» **Aim of the task**:
Copy the rows starting at the line with "Trace the outline of every instance of the stem" and ending at the line with "M163 21L164 21L164", swapping "stem" for "stalk" and leaving everything else as it is.

» **Exercise input**:
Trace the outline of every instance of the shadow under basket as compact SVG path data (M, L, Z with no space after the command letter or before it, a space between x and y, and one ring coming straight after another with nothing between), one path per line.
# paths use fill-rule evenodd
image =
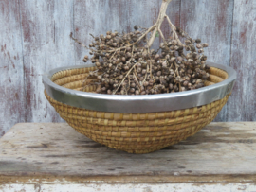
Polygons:
M68 69L55 73L51 80L63 87L81 91L82 82L94 67ZM211 67L206 86L228 79L228 73ZM87 86L93 92L95 86ZM98 112L63 104L45 95L50 104L72 128L109 148L129 153L149 153L172 146L193 135L210 123L226 104L224 98L200 107L148 113Z

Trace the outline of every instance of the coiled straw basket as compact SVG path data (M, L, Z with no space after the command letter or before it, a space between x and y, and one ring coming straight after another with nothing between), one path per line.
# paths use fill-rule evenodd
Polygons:
M224 66L222 68L227 69ZM176 144L196 133L203 127L210 123L226 104L236 78L235 72L231 68L227 69L227 71L229 71L228 73L223 69L211 67L209 71L210 76L208 81L206 81L207 87L202 88L202 90L206 89L206 91L202 91L202 93L208 93L207 88L213 87L213 91L211 90L211 93L206 95L206 96L215 97L215 100L205 103L204 105L200 105L200 102L206 99L199 98L199 103L189 103L188 108L181 110L161 112L156 108L156 112L154 112L154 109L152 109L151 111L153 112L150 113L125 113L125 109L122 109L124 113L115 113L111 107L109 107L109 111L112 112L108 112L109 108L101 101L101 98L97 98L97 102L94 101L95 105L91 105L91 101L88 100L88 98L84 99L83 103L81 101L78 103L74 100L75 98L72 97L74 95L66 91L75 90L78 91L75 93L79 95L82 90L83 79L91 70L95 70L95 68L83 66L72 69L69 67L57 69L51 72L51 74L46 75L43 79L46 86L46 97L59 113L60 116L78 132L107 147L124 150L129 153L153 152ZM230 76L232 79L229 79ZM49 82L48 79L50 79L51 82ZM224 81L225 83L222 84L221 88L214 88L214 85ZM51 84L52 82L54 85ZM93 93L95 89L95 86L87 86L83 91ZM219 96L220 99L218 99L216 96L211 96L214 95L212 94L215 93L214 90L219 93L216 94L216 96ZM198 91L196 96L202 96L200 89L198 89ZM60 95L60 93L62 95ZM89 95L90 96L98 96L97 94ZM168 95L171 96L172 94ZM80 96L82 97L83 96ZM102 96L104 96L104 95ZM86 96L84 97L86 98ZM187 100L188 98L190 97L187 97ZM159 103L160 101L158 100ZM86 104L86 102L89 103ZM192 102L192 100L190 101L189 99L186 102ZM88 105L89 109L79 107L83 104ZM101 105L104 106L102 110L101 109ZM100 110L92 110L94 106ZM129 112L129 108L126 108ZM175 107L174 107L174 109L175 109ZM104 110L106 111L104 112Z

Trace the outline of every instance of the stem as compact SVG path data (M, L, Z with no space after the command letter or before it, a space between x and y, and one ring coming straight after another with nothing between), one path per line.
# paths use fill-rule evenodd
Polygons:
M163 21L164 21L164 18L165 18L165 15L166 15L166 9L167 9L167 7L169 5L169 3L171 2L172 0L163 0L162 1L162 5L161 5L161 9L160 9L160 12L159 12L159 16L157 18L157 21L155 23L155 30L153 31L152 33L152 36L149 40L149 43L148 43L148 46L151 47L151 45L153 44L154 43L154 40L155 38L155 34L157 32L157 30L160 28Z

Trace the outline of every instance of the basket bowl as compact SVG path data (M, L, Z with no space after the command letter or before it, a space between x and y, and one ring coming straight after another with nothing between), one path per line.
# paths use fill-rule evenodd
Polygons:
M53 69L43 82L47 100L78 132L116 149L149 153L193 135L226 104L236 72L208 64L207 86L181 93L112 96L95 94L91 85L82 91L92 64Z

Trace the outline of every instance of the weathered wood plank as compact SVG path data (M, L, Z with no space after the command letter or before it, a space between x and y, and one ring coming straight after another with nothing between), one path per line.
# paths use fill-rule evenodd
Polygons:
M254 192L255 183L14 183L0 185L2 192L16 191L50 191L50 192L152 192L152 191L174 191L174 192Z
M56 122L61 118L44 96L42 74L73 65L73 1L20 1L24 48L27 115L28 122Z
M256 121L256 2L234 1L231 67L237 81L228 103L228 120Z
M134 26L150 27L158 17L161 1L137 0L75 0L74 1L74 36L85 44L92 40L89 35L104 34L108 30L129 32ZM180 0L174 0L169 6L168 15L179 26ZM168 35L167 23L162 26L164 34ZM157 47L159 40L155 40L153 47ZM88 50L76 44L76 64L82 63Z
M0 181L255 182L255 122L211 123L177 145L135 155L65 123L17 124L0 139Z
M233 0L181 1L181 28L192 38L209 43L205 50L209 61L229 65L232 13ZM227 121L228 113L225 106L215 121Z
M0 1L0 137L25 122L24 71L19 1Z

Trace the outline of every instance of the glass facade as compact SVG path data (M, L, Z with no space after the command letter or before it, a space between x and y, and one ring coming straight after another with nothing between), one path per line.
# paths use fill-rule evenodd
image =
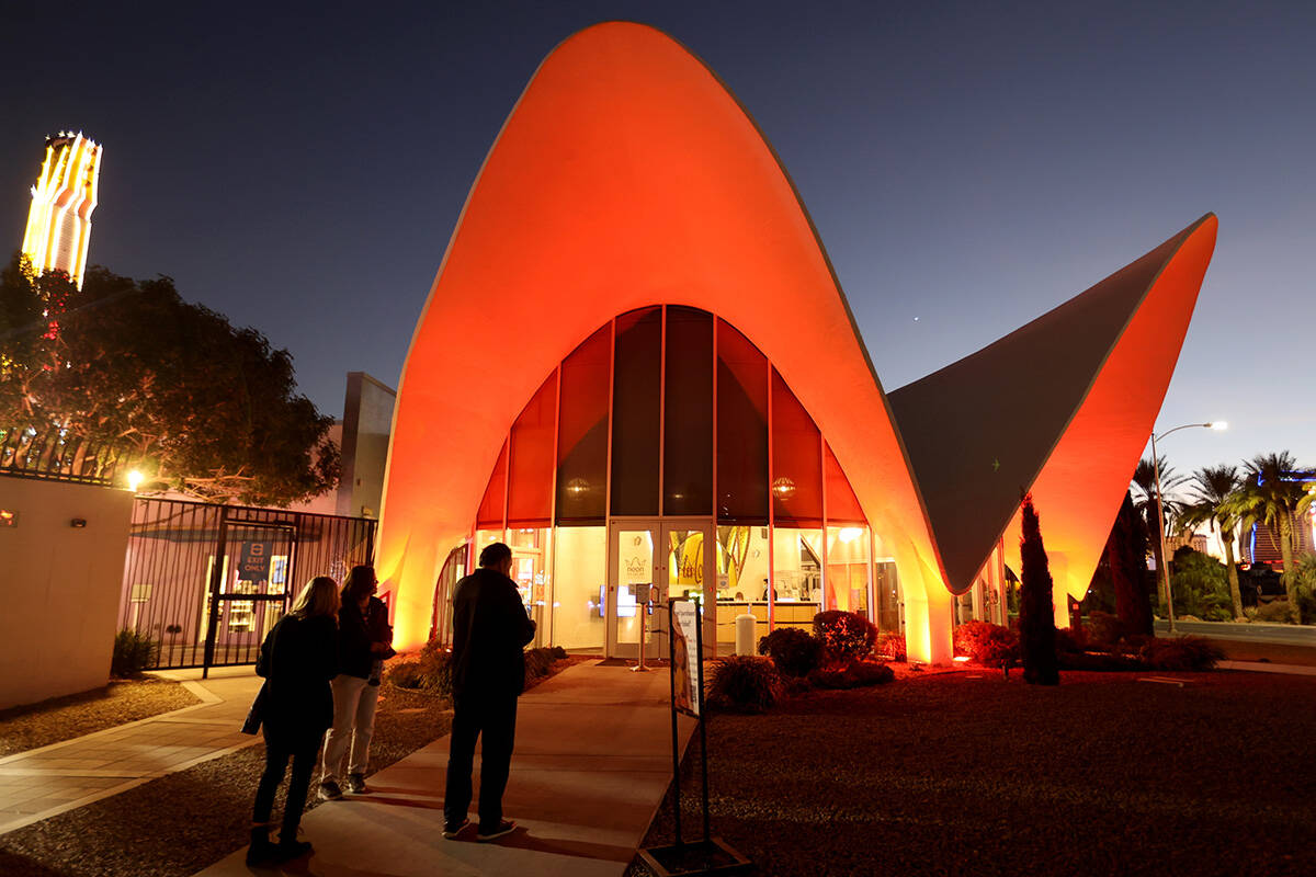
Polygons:
M617 317L612 387L612 514L658 514L662 308Z
M537 642L565 648L634 648L658 582L700 597L724 644L742 614L759 635L808 628L824 609L899 627L895 564L874 559L824 438L732 325L676 305L632 310L586 338L508 430L475 551L512 547Z

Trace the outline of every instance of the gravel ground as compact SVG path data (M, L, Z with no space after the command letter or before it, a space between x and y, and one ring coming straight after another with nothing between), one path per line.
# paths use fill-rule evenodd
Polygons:
M541 684L567 667L557 661ZM191 697L191 696L190 696ZM370 772L380 770L447 734L445 698L386 688L375 715ZM245 847L251 801L265 769L265 744L212 759L36 824L0 835L4 877L183 877ZM274 818L283 807L283 789ZM307 810L320 802L312 786Z
M1316 873L1316 678L1145 676L904 675L713 717L713 834L759 874ZM696 736L687 838L697 763ZM671 822L669 794L646 845Z
M178 682L124 680L104 689L0 711L0 757L197 703Z
M447 734L447 702L386 689L370 747L371 773ZM159 877L193 874L245 847L251 801L265 769L257 743L188 770L0 835L5 877ZM318 802L312 792L311 810ZM275 819L283 807L283 789Z

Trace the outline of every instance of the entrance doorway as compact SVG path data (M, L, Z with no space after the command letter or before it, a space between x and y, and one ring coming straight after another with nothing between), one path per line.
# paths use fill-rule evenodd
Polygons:
M704 643L717 625L717 540L709 518L613 518L608 525L607 657L667 657L669 597L699 597Z

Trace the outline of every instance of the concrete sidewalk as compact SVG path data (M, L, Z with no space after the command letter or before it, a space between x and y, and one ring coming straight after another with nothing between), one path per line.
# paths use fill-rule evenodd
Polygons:
M158 673L200 698L180 710L0 759L0 834L251 746L240 734L261 680L250 667Z
M467 828L443 840L445 736L370 777L372 794L307 814L301 824L316 852L286 873L620 877L671 781L669 703L666 672L571 667L521 698L503 799L516 832L480 844ZM695 722L682 717L679 727L684 747ZM254 873L243 856L237 851L201 874Z

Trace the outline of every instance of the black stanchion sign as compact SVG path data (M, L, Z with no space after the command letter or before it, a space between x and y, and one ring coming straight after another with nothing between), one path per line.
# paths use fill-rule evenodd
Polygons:
M671 665L671 770L672 822L676 843L649 847L640 857L658 877L694 877L695 874L741 874L750 861L725 843L713 838L708 824L708 734L704 728L704 635L703 613L697 600L672 600L667 604L667 647ZM676 715L684 713L699 719L699 755L703 781L704 836L686 841L680 835L680 728Z

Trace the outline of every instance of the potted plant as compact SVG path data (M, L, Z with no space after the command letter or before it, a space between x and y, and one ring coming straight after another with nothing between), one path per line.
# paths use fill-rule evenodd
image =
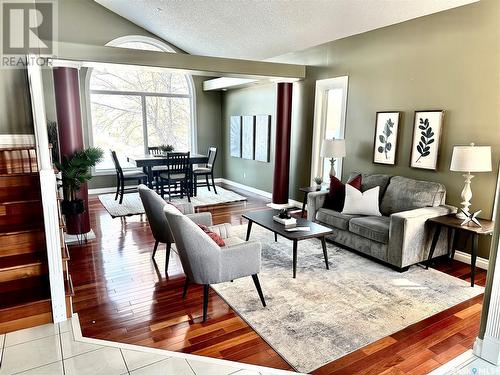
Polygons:
M54 162L56 168L61 172L61 183L63 189L63 201L61 210L63 214L71 216L83 213L83 200L77 198L76 194L85 182L92 178L90 168L102 160L103 151L98 147L89 147L75 152L71 157L64 156L60 162Z
M321 176L314 177L314 183L316 184L316 187L318 189L321 189L321 184L323 183L323 177Z
M167 152L172 152L174 151L174 146L172 145L161 145L159 146L159 149L166 154Z

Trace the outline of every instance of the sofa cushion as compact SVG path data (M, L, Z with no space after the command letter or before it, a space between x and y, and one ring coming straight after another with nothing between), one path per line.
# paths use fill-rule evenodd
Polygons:
M416 208L435 207L444 204L445 199L446 188L440 183L394 176L380 204L380 212L388 216Z
M360 174L359 172L351 173L352 176ZM367 191L373 189L375 186L380 186L379 191L379 202L382 201L382 197L385 194L387 186L392 176L388 174L368 174L361 173L361 191Z
M330 210L328 208L320 208L316 212L316 220L330 227L349 230L349 220L357 215L345 215L341 212Z
M349 220L349 232L386 244L389 242L390 220L387 216L355 217Z

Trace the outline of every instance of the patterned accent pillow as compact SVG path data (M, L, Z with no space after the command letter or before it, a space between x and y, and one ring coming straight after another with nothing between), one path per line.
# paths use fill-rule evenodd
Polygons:
M361 191L361 174L351 177L347 181L348 185ZM337 177L330 177L330 190L325 198L325 203L323 203L323 208L329 208L330 210L341 212L344 208L345 201L345 185Z
M214 241L217 245L219 245L219 247L226 246L226 243L224 242L222 237L219 236L217 233L212 232L210 229L208 229L206 225L198 224L198 226L201 228L203 232L205 232L208 235L208 237L212 239L212 241Z

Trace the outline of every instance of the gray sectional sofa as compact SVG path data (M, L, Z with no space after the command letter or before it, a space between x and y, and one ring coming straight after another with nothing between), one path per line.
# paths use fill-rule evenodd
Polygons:
M344 215L323 208L326 191L310 193L307 218L334 228L329 238L405 271L427 259L434 228L427 219L456 212L445 204L446 188L437 182L402 176L363 174L361 190L380 186L383 216ZM448 234L441 232L434 257L446 254Z

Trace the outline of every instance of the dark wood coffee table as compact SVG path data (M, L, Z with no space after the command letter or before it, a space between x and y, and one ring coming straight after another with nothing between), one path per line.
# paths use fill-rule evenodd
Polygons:
M266 210L266 211L254 211L243 214L242 216L248 220L247 238L250 238L250 233L252 231L252 224L255 223L264 227L274 233L275 240L276 235L280 235L293 241L293 278L297 274L297 242L301 240L307 240L310 238L319 238L321 240L321 246L323 247L323 256L325 257L326 269L329 270L328 266L328 254L326 252L326 241L325 236L333 234L333 230L328 227L313 223L307 219L297 219L298 227L309 227L310 231L298 231L298 232L287 232L283 224L277 223L273 220L273 215L276 215L277 211Z

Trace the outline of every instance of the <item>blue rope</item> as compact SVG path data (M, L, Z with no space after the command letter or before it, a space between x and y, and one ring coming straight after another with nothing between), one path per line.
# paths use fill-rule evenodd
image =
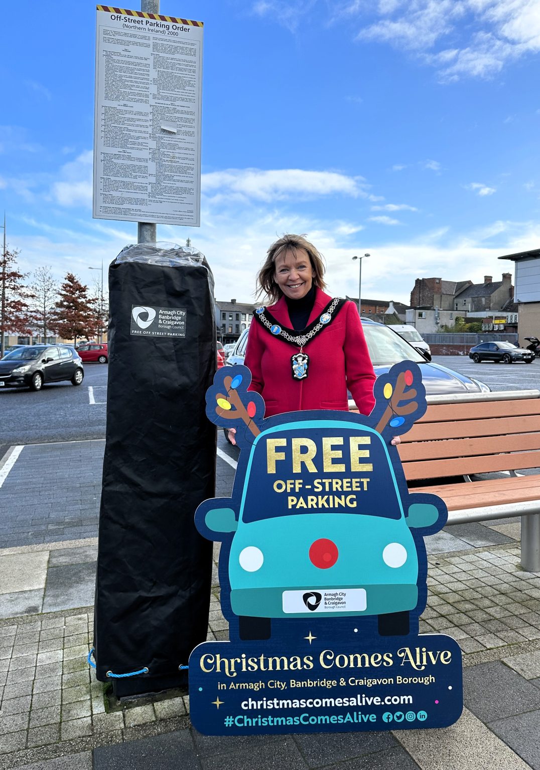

» **Response to this task**:
Trace the outline of every instance of the stalk as compact SVG path data (M, L, Z with no space after the command letter or before it, a space between x and y, and one ring coming straight after another with nothing between), one path per line.
# paths use fill-rule evenodd
Polygons:
M163 21L164 21L164 18L165 18L165 15L166 15L166 9L167 9L167 7L169 5L169 3L171 2L172 0L163 0L162 1L162 5L161 5L161 9L160 9L160 12L159 12L159 16L157 18L157 21L155 23L155 30L153 31L152 33L152 36L149 40L149 43L148 43L148 46L151 47L151 45L153 44L154 43L154 40L155 38L155 34L157 32L157 30L160 28Z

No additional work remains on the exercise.